STORED DATA

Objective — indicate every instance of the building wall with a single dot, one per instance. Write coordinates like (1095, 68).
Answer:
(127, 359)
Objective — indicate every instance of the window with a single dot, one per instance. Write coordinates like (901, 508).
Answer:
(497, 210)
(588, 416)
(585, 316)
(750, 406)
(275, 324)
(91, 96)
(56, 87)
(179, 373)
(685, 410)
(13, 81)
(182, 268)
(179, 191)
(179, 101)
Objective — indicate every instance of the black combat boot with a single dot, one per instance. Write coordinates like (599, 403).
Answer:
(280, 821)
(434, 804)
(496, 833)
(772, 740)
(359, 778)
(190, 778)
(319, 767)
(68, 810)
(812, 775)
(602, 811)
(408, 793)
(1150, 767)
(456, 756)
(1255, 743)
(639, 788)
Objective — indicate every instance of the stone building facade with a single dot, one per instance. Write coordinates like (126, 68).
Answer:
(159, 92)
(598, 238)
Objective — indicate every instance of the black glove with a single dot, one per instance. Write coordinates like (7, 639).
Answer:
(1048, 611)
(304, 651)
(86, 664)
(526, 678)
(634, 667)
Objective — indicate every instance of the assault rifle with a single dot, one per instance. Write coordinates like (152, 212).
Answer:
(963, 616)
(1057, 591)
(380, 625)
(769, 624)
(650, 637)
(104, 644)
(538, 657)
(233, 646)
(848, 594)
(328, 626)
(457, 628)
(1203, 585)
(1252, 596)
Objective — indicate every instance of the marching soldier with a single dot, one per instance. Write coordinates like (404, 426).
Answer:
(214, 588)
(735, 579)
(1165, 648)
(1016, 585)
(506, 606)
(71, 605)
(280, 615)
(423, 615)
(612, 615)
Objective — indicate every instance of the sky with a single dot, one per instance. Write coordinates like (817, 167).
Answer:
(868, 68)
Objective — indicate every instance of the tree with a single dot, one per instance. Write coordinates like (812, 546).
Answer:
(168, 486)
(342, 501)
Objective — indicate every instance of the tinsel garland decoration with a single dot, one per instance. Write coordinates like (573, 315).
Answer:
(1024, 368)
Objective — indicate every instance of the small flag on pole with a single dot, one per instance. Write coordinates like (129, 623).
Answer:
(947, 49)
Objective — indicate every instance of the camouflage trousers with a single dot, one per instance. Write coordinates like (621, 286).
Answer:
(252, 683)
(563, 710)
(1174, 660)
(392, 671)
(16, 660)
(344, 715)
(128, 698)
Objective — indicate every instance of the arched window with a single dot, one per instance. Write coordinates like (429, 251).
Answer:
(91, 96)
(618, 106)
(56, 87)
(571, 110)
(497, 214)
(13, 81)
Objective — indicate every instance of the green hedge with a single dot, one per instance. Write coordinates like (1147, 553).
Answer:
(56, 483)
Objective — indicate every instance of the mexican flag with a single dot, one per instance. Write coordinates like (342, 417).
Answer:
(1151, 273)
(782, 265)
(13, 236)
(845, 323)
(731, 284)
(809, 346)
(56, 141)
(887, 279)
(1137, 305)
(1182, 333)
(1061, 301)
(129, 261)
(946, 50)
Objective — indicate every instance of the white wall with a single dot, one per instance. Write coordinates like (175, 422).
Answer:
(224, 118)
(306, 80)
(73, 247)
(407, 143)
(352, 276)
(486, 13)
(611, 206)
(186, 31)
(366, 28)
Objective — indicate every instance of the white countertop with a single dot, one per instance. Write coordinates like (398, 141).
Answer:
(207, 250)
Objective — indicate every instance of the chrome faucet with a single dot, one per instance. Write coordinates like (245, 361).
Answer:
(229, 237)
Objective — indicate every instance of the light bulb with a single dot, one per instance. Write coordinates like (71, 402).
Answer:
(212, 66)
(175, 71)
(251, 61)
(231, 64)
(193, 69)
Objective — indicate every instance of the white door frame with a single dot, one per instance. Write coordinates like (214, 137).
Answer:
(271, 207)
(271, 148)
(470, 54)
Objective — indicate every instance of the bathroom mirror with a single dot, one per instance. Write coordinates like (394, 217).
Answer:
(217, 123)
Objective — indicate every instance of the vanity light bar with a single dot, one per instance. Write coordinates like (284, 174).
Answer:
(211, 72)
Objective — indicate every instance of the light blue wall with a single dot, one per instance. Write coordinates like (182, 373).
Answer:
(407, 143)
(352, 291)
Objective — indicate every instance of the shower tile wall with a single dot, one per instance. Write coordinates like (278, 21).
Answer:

* * *

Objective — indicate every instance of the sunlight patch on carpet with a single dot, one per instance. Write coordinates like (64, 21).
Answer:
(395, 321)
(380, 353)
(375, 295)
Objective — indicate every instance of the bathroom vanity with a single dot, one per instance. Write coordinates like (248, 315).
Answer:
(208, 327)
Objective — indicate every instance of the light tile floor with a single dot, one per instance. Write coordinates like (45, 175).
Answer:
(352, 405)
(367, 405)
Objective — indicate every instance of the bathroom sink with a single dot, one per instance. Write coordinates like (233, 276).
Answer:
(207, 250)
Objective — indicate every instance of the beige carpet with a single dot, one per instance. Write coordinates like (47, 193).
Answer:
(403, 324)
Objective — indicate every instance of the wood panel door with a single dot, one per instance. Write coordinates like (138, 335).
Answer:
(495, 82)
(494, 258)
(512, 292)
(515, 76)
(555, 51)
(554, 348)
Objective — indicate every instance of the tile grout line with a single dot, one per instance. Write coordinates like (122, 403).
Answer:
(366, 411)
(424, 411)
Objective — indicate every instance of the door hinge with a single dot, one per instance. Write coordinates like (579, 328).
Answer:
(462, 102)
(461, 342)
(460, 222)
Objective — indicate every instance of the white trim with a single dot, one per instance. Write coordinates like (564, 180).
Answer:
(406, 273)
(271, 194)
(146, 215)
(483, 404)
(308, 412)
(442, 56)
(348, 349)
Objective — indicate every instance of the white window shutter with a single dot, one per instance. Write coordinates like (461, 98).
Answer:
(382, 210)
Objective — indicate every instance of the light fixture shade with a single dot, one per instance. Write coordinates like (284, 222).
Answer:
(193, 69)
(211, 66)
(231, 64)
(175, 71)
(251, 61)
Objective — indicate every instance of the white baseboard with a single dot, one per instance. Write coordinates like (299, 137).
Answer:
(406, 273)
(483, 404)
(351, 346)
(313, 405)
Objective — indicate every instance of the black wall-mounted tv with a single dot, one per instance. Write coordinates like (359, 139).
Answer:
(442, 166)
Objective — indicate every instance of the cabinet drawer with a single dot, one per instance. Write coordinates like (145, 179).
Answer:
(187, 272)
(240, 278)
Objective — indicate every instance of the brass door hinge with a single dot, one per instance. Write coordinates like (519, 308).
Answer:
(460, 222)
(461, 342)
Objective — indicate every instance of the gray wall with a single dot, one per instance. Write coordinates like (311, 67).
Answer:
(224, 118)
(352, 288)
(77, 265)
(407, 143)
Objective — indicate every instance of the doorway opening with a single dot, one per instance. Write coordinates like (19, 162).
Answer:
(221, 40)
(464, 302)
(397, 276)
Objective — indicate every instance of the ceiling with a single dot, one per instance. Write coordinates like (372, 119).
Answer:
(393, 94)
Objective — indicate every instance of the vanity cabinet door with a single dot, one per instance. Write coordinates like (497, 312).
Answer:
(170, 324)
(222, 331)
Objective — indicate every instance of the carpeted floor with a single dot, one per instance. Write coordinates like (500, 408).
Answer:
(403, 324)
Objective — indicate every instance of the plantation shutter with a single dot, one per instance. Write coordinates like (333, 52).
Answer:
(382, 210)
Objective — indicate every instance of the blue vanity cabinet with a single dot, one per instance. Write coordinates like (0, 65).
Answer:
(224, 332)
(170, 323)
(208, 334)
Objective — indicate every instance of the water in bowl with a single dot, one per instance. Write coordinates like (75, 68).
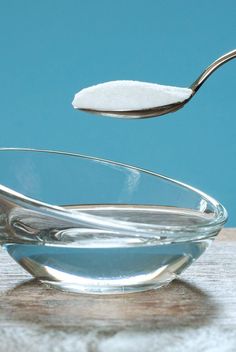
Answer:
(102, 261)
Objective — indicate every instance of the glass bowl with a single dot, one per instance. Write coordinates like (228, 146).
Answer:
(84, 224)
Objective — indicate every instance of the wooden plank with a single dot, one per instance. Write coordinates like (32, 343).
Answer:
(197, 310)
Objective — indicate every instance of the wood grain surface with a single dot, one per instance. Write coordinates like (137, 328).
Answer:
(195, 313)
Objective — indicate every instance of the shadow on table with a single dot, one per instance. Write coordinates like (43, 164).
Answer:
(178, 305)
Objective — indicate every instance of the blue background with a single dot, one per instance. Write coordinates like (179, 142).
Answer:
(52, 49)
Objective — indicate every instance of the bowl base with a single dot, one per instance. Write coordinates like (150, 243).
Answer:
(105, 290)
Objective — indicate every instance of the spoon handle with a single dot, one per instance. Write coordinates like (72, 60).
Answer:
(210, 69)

WORK TASK
Which lines above contain the word "vanity"? Copy all of them.

ANSWER TO THE EXERCISE
Objective — indicate every instance of the vanity light bar with a single dot, one per instance. Write coordinates like (284, 174).
Objective — indicate every instance of the bathroom vanity with a single dot, one per instance. Write coordinates like (248, 315).
Objective — indicate every instance of the vanity cabinet door with a single dot, one per instance. Write coordinates like (497, 312).
Objective — indicate every instance of the blue vanity cabinet with a single dot, one per instance. Write coordinates like (0, 65).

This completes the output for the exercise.